## Records provided
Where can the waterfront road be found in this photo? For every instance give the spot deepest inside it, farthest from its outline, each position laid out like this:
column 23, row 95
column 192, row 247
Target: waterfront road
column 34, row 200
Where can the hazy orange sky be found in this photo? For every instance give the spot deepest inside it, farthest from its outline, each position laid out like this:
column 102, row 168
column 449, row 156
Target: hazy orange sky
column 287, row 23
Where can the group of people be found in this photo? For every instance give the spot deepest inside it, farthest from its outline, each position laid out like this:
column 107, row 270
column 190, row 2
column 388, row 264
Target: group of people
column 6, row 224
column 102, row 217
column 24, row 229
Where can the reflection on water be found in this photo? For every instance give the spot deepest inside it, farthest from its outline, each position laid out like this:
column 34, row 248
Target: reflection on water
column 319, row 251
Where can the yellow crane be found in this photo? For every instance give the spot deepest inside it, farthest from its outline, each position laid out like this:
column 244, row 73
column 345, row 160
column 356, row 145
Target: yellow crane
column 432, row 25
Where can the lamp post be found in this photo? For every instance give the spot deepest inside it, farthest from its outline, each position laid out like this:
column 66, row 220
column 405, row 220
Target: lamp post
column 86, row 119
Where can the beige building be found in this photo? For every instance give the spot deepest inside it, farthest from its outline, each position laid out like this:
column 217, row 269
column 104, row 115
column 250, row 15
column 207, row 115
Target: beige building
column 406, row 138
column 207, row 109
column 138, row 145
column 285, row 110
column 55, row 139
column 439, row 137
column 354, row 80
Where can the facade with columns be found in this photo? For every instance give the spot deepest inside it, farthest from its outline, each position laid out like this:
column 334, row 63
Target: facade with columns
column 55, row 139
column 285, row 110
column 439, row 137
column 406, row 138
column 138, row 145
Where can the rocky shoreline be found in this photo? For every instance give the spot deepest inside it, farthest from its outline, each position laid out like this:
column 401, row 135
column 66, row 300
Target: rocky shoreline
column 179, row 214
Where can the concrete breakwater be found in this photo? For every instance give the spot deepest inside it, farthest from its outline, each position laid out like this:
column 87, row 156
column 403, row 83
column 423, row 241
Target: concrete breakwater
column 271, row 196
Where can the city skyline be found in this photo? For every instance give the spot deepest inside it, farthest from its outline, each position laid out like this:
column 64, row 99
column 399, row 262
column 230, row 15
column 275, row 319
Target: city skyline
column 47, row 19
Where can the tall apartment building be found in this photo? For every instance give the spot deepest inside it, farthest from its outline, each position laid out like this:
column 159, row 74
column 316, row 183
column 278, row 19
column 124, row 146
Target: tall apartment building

## What this task involves
Among the entries above, which lines include "apartment"? List them all.

## Reply to the exercise
Where can the tall apartment building be found in this photo? For every instance give the spot deepest inside it, farthest from its outline, each position laid out like this:
Target: tall apartment building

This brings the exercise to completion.